Records from a dataset:
▼▼▼

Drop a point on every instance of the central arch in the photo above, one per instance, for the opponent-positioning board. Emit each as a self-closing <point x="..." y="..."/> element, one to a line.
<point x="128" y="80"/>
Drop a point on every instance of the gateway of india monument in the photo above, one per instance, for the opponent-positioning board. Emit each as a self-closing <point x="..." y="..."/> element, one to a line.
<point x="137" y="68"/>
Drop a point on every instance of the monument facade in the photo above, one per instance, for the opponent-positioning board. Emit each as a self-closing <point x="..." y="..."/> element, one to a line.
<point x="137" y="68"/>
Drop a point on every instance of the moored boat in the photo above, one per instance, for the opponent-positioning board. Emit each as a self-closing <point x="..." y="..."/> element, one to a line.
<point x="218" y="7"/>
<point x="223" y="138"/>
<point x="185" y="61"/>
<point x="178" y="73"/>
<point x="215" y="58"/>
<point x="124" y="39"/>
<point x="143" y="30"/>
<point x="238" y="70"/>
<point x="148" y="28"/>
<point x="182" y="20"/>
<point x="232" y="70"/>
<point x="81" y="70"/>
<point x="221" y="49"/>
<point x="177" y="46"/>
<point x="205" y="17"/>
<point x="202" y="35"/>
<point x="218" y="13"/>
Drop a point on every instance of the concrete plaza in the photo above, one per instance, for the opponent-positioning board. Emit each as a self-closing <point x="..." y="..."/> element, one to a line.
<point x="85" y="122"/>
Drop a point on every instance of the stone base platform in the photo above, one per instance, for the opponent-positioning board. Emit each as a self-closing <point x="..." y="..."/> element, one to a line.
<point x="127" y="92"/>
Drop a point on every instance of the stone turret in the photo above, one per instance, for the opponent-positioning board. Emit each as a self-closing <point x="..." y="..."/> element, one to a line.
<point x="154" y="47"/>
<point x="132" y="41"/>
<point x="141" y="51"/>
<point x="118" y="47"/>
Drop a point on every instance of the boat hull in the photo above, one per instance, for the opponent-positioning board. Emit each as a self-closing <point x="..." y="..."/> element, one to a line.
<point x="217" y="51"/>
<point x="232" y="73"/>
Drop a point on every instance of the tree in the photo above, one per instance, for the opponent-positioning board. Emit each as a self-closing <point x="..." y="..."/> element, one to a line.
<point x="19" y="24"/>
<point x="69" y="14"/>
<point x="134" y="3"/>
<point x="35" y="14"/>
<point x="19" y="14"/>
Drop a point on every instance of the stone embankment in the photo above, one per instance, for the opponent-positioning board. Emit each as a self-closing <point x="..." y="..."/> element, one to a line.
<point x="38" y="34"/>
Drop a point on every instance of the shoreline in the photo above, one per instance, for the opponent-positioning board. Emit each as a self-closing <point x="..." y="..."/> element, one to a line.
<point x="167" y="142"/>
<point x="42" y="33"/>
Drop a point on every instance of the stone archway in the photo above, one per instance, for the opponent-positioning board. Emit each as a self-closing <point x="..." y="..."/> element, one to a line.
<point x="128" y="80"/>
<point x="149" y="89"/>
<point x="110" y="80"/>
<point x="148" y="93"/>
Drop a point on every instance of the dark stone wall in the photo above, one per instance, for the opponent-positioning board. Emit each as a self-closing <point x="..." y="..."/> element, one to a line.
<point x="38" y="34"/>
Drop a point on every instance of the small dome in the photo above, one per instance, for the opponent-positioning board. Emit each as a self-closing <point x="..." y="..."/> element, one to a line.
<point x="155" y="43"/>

▲▲▲

Exercise prompt: Each record must be repeated exactly as it is.

Task output:
Drop a point on every instance of the central arch in the photo above, one per instance, for the opponent-positioning board. Emit each as a self-closing <point x="..." y="..."/> element, one to a line.
<point x="128" y="80"/>
Drop a point on every instance of the gateway of india monument in the photo above, one per instance, for the opponent-positioning board. Emit each as a self-closing <point x="..." y="..."/> element, one to a line.
<point x="137" y="68"/>
Drop a point on every instance of the monument facade in the photo above, one per instance, for the opponent-positioning board. Emit each as a self-closing <point x="..." y="..."/> element, one to a line.
<point x="137" y="68"/>
Drop a point on every instance of the moored boat in the photo above, one per instance, for the opponent-positioning board. Emit each as a self-closing <point x="..." y="..."/> element, one to a line.
<point x="218" y="7"/>
<point x="223" y="138"/>
<point x="185" y="61"/>
<point x="178" y="73"/>
<point x="215" y="58"/>
<point x="124" y="39"/>
<point x="143" y="30"/>
<point x="238" y="70"/>
<point x="148" y="28"/>
<point x="182" y="20"/>
<point x="232" y="70"/>
<point x="81" y="70"/>
<point x="221" y="49"/>
<point x="177" y="46"/>
<point x="205" y="17"/>
<point x="202" y="35"/>
<point x="218" y="13"/>
Drop a point on every instance of the concrete plaza in the photo above, one per instance, for the opponent-positioning board. Emit each as a self-closing <point x="..." y="..."/> element, one to a line.
<point x="85" y="122"/>
Drop a point on every instance of the stone base platform in the photo above, one per instance, for the opponent-positioning board. Emit each as a self-closing <point x="..." y="..."/> element, one to a line.
<point x="127" y="92"/>
Drop a point on every instance of the stone turret in the photo above, one per instance, for the opponent-positioning board. Emit each as a self-closing <point x="..." y="..."/> element, one to a line.
<point x="154" y="47"/>
<point x="132" y="41"/>
<point x="141" y="51"/>
<point x="118" y="47"/>
Drop a point on every instance of the boat hull in the photo above, one per instance, for the opponent-positioning board. Emit each as a self-closing <point x="..." y="..."/> element, one to a line.
<point x="217" y="51"/>
<point x="232" y="73"/>
Drop a point on every instance of the tree in the photo above, one per instance, for the opponent-positioning board. Emit each as a self-closing <point x="..." y="..."/> element, one to a line.
<point x="19" y="24"/>
<point x="69" y="14"/>
<point x="134" y="3"/>
<point x="35" y="14"/>
<point x="19" y="14"/>
Drop a point on every instance of the stone embankment in the photo above, one per instance, for the opponent-positioning board. Emit each as a self-closing <point x="..." y="..."/> element, one to a line.
<point x="38" y="34"/>
Drop a point on every instance of the shoreline in the photo above, one per instance, for the opponent-positioning board. Emit each as a self-closing <point x="..." y="..."/> element, one to a line.
<point x="167" y="142"/>
<point x="42" y="33"/>
Drop a point on every instance of the stone archway in the photo above, one per instance, for the opponent-positioning board. Emit each as a self-closing <point x="..." y="..."/> element, one to a line.
<point x="128" y="80"/>
<point x="149" y="89"/>
<point x="110" y="80"/>
<point x="148" y="93"/>
Drop a point on every instance of the dark stone wall in the photo above, one per instance, for the opponent-positioning board. Emit each as a self-closing <point x="..." y="..."/> element, one to a line.
<point x="38" y="34"/>
Drop a point on every instance of the small dome in the photo above, one per instance, for the opponent-positioning board. Emit each as a self-closing <point x="..." y="..."/> element, one to a line.
<point x="155" y="43"/>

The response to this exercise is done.